■ **Goal**
Swap "Trail-cam footage" for "Drone footage" throughout the rows below, changing nothing else.

━━ The data

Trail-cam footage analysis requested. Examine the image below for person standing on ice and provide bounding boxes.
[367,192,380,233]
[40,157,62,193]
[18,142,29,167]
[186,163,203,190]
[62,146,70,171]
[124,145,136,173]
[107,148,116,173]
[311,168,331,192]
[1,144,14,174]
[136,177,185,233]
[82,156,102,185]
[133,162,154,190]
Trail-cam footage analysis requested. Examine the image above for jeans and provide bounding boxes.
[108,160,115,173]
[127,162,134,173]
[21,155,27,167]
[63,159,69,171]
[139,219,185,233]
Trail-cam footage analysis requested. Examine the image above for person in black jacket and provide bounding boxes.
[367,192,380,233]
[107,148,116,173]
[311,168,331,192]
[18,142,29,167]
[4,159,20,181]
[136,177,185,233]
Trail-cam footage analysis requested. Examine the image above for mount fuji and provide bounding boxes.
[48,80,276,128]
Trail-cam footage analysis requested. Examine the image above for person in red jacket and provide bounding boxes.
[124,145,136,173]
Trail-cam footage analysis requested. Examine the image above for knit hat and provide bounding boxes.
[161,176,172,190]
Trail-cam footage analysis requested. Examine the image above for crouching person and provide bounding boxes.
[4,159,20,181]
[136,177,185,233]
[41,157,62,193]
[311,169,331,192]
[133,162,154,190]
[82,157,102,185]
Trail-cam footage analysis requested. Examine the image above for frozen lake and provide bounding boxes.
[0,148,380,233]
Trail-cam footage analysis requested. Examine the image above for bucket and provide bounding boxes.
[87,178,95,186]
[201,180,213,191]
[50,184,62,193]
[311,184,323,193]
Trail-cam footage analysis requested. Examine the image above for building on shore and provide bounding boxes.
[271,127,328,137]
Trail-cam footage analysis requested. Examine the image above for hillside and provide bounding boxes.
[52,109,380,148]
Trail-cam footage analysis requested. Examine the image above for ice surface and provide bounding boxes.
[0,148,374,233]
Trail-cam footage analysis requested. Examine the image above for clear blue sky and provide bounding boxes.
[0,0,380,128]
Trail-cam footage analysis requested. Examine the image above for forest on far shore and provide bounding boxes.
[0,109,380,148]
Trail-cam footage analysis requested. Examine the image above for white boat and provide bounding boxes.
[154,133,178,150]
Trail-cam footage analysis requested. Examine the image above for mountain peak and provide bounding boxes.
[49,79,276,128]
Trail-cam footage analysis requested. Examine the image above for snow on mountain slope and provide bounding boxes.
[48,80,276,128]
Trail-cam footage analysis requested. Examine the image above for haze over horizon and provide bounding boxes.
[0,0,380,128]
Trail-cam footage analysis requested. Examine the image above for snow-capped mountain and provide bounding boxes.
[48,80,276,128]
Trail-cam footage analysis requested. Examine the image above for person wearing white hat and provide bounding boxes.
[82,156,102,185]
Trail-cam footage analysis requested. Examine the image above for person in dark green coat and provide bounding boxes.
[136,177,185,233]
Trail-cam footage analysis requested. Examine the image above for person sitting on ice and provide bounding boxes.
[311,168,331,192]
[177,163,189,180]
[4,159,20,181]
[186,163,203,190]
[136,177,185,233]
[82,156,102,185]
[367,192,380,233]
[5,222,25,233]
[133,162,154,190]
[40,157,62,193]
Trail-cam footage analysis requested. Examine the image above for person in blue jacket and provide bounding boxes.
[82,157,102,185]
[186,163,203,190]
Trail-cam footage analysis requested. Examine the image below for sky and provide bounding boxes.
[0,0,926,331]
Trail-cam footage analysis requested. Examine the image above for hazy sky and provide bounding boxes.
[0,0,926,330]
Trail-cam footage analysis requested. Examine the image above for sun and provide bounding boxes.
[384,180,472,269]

━━━━

■ **Solution for this exercise**
Drone footage analysis requested. Examine the image below for person standing on ice and provide bounding boxes.
[367,192,380,233]
[40,157,62,193]
[18,142,29,167]
[186,163,203,190]
[62,146,70,171]
[124,145,136,173]
[107,148,116,173]
[311,168,331,192]
[1,144,14,174]
[136,177,185,233]
[82,156,102,185]
[133,162,154,190]
Drone footage analysis requested. Examine the image above for jeans and provide bounding boxes.
[108,160,115,173]
[127,162,134,173]
[21,155,27,167]
[63,159,69,171]
[139,219,185,233]
Drone footage analysis requested. Examine the image above for person in black jacket and provide bounding boxes.
[367,192,380,233]
[107,148,116,173]
[311,168,331,192]
[18,142,29,167]
[4,159,20,181]
[136,177,185,233]
Drone footage analysis requested. Examine the image above for mount fuji and provide bounding boxes.
[48,80,276,128]
Drone footage analysis requested. Examine the image above for person in red jacket and provide bounding boxes.
[124,145,136,173]
Drone footage analysis requested. Examine the image above for knit hat and provide bounding boxes.
[161,176,172,190]
Drone footage analysis requested. Examine the image above for crouching person and provide bounding boxes.
[4,159,20,181]
[136,177,185,233]
[41,157,62,193]
[311,169,331,192]
[133,162,154,190]
[82,157,102,185]
Drone footage analysis requested. Examine the image above for frozen lake and provide bounding boxes.
[0,148,380,233]
Drone footage analysis requested. Examine the image above for bucket and provide bounding boxes.
[87,178,95,186]
[201,180,213,191]
[50,184,62,193]
[311,184,323,193]
Drone footage analysis requested. Examine the image above for building on shore and provide bounding boxes.
[271,127,328,137]
Drone footage analysis requested. Examine the image above for hillside and provide bounding boxes.
[52,109,380,148]
Drone footage analysis requested. Examine the image above for ice surface and provide bounding boxes.
[0,148,374,233]
Drone footage analysis requested. Examine the image above for clear blue sky and provide bounding boxes.
[0,0,380,128]
Drone footage analysis requested. Examine the image above for forest on far shore and provide bounding boxes.
[0,109,380,148]
Drone footage analysis requested. Examine the image above for white boat and provide bounding boxes.
[154,133,178,150]
Drone footage analysis requested. Examine the image above for mountain peak and provide bounding boxes.
[49,79,276,128]
Drone footage analysis requested. Examine the image above for snow on mountain slope and provide bounding boxes.
[48,80,276,128]
Drone footage analysis requested. Examine the image above for haze over horizon and provide bounding boxes.
[0,0,380,128]
Drone footage analysis requested. Examine the image above for snow-capped mountain and provide bounding boxes.
[48,80,276,128]
Drone footage analysis requested. Examine the image above for person wearing white hat and provide bounding boxes.
[82,156,102,185]
Drone footage analysis requested. Examine the image above for person in dark green coat and provide bounding boxes.
[136,177,185,233]
Drone footage analysis requested. Examine the image above for person sitting on ice and provide bounding boxes.
[311,168,331,192]
[177,163,189,180]
[4,159,20,181]
[186,163,203,190]
[136,177,185,233]
[82,156,102,185]
[367,192,380,233]
[5,222,25,233]
[133,162,154,190]
[40,157,62,193]
Drone footage analysis requested. Examine the image above for person in blue jacket and provide bounding boxes.
[82,157,102,185]
[186,163,203,190]
Drone footage analysis requested. Examine the image below for sky and provide bounding boxes.
[0,0,926,331]
Drone footage analysis requested. Examine the image above for hazy sky and provide bounding boxes.
[0,0,926,330]
Drone footage analysis requested. Examine the image above for sun and provide bounding boxes.
[384,180,472,269]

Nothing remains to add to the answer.